New London superintendent earns raise, contract extension
New London ―Superintendent Cynthia Ritchie was given a one-year contract extension and a raise this week after receiving a glowing annual review by the Board of Education.
The board on Monday extended Ritchie’s contract through June 30, 2026, a reward for her work in improving student performances; promoting new classroom initiatives; stemming staff turnover; and “righting and correcting” long-standing issues in the district, according to the board’s evaluation.
Ritchie works on a three-year contract in which each new extension pushes its end date out another year.
In her evaluation summary, board President Elaine Maynard-Adams said a successful superintendent boasts certain key attributes, from personal and managerial skills to a “strong moral compass.”
“Cynthia, you have demonstrated you possess all of these,” Maynard-Adams wrote, while praising the superintendent’s “kindness, grace, integrity, honesty” and professionalism.
Under terms of the new contract, Ritchie will earn a base salary of $194,077, a 2% bump from last year. Maynard-Adams said Ritchie’s contract only called for a 1.5% salary increase.
“But we felt, in recognition of the good work she did – and continues to do – she was most certainly deserving of the raise and another contract extension,” Maynard-Adams said on Thursday.
The evaluation format used by the board is based on the Connecticut Superintendents Leadership Competency Framework, which scores a subject in eight categories such as the alignment of resources, student success and collaboration to gauge leadership effectiveness.
In crafting the evaluation, which covers the school year ending June 30, 2023, the seven board members met with Ritchie in small group sessions. One group commended Ritchie’s handling of the “continued fallout of child abuse and gross violations of ethics” committed by previous staff members before Ritchie was hired.
Corriche Gaskin, a former New London middle school employee who sexually assaulted two underage girls in 2016-17, was sentenced to seven years in prison in 2022.
A report released in October by the U.S. Department of Education’s Office for Civil Rights found the school district failed to respond properly to reports of employee sexual harassment of students in the 2018-19 school year and later failed to ensure correct oversight and grievance procedures were in place.
School officials said the issues raised in the report have been addressed and no employees involved in the incidents work in the district.

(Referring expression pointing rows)
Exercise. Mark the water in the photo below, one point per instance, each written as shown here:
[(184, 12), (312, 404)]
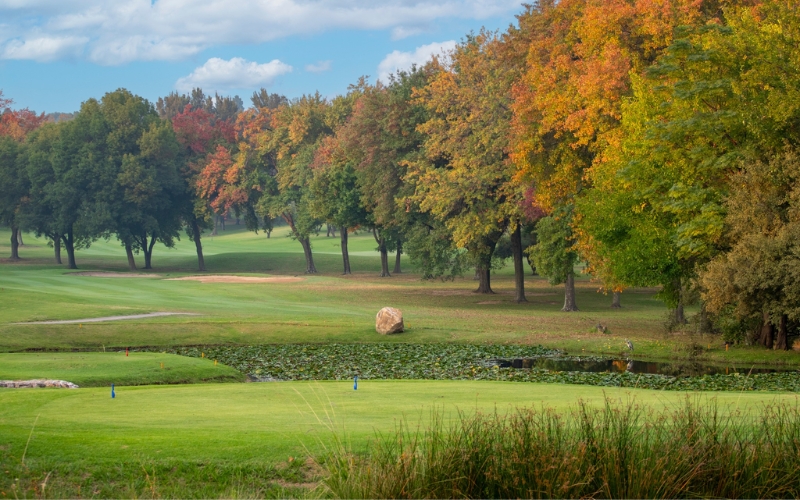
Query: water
[(674, 369)]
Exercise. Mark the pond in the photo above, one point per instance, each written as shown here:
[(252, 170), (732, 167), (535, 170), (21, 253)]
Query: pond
[(594, 365)]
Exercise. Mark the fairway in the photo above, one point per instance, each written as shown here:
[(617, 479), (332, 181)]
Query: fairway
[(92, 369), (270, 421)]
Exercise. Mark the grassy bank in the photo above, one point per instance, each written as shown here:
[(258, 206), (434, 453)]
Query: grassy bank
[(620, 450), (96, 369), (322, 308), (248, 432)]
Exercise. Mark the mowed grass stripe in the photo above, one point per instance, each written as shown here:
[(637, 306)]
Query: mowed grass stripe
[(270, 421)]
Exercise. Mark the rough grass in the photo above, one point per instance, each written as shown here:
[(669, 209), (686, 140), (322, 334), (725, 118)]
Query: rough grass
[(615, 451), (207, 440), (94, 369), (321, 308)]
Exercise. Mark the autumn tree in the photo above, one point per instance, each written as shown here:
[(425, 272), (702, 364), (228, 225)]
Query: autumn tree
[(335, 195), (466, 176), (13, 190), (718, 95), (199, 131), (567, 107)]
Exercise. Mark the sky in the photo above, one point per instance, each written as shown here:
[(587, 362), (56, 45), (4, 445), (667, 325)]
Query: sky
[(55, 54)]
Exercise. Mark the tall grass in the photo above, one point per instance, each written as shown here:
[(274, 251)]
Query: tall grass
[(615, 451)]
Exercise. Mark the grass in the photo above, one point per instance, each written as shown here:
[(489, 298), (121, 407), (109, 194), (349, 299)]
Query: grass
[(322, 308), (84, 434), (620, 450), (95, 369)]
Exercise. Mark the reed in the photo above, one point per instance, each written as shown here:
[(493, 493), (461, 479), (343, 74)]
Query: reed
[(619, 450)]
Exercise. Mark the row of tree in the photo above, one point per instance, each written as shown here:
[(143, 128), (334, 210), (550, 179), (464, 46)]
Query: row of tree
[(655, 140)]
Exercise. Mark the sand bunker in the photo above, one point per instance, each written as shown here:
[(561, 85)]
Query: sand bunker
[(239, 279), (106, 318), (99, 274)]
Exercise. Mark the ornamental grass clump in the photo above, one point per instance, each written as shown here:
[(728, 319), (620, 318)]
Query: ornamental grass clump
[(615, 451)]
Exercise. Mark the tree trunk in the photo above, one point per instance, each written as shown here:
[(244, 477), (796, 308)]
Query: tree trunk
[(678, 314), (782, 342), (345, 253), (201, 263), (767, 332), (147, 248), (569, 294), (397, 257), (519, 268), (129, 253), (384, 253), (57, 248), (306, 243), (484, 281), (615, 300), (14, 243), (69, 245)]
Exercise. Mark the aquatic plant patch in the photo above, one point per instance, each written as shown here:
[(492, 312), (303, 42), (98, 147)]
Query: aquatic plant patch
[(453, 362)]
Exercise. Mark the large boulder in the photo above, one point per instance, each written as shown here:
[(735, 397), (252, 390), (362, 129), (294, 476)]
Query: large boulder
[(389, 320)]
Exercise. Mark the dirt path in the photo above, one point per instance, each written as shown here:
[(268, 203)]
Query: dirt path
[(105, 318), (239, 279)]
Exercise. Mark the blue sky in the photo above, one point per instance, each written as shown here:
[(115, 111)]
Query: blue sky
[(54, 54)]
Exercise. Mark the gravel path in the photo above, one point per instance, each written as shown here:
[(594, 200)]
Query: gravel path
[(105, 318)]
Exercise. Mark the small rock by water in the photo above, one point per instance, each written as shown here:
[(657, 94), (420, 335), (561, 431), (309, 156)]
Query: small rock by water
[(389, 320), (19, 384)]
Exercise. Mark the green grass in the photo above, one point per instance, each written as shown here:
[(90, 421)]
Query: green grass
[(94, 369), (266, 422), (619, 450), (321, 308)]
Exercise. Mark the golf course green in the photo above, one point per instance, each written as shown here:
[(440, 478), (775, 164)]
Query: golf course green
[(185, 426)]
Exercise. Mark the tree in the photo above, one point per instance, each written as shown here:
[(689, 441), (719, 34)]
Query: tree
[(269, 173), (466, 176), (68, 164), (15, 125), (145, 199), (718, 95), (199, 131), (758, 276), (554, 254), (14, 189)]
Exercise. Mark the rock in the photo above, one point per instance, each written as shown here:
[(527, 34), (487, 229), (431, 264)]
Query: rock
[(18, 384), (389, 320)]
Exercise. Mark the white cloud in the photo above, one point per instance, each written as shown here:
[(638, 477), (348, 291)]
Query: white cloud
[(319, 67), (400, 32), (404, 60), (219, 75), (116, 32), (44, 48)]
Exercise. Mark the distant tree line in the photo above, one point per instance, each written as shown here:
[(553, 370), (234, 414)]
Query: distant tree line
[(656, 142)]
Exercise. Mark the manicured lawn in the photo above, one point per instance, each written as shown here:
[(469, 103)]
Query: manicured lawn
[(269, 421), (93, 369), (320, 308)]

_Required actions_
A: Using the superintendent article, decide whether each statement agrees with it, answering yes or no and quoting the words that settle it: (i) Ritchie's contract called for a 2% salary increase; (ii) the board members met with Ritchie in small group sessions; (iii) Ritchie's contract now runs through June 30, 2026.
B: List every quality of the superintendent that Maynard-Adams praises in the sentence of the superintendent article beginning "“Cynthia, you have demonstrated".
C: Please print everything in the superintendent article from "Under terms of" down to "1.5% salary increase.".

_Your written answers_
A:
(i) No: "Maynard-Adams said Ritchie’s contract only called for a 1.5% salary increase."
(ii) Yes: "the seven board members met with Ritchie in small group sessions."
(iii) Yes: "The board on Monday extended Ritchie’s contract through June 30, 2026"

B:
kindness
grace
integrity
honesty
professionalism

C:
Under terms of the new contract, Ritchie will earn a base salary of $194,077, a 2% bump from last year. Maynard-Adams said Ritchie’s contract only called for a 1.5% salary increase.